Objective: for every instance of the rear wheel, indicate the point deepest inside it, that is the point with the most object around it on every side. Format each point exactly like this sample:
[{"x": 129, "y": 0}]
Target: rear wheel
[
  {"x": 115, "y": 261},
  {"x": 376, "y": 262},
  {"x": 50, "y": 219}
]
• • • •
### The request
Please copy the lines above word for word.

### Result of the exercise
Objective: for every instance of the rear wheel, indicate the point deepest inside it, that is the point with the most object around it on every side. Format each point exactly like this sample:
[{"x": 129, "y": 0}]
Target: rear wheel
[
  {"x": 115, "y": 261},
  {"x": 376, "y": 262},
  {"x": 50, "y": 219}
]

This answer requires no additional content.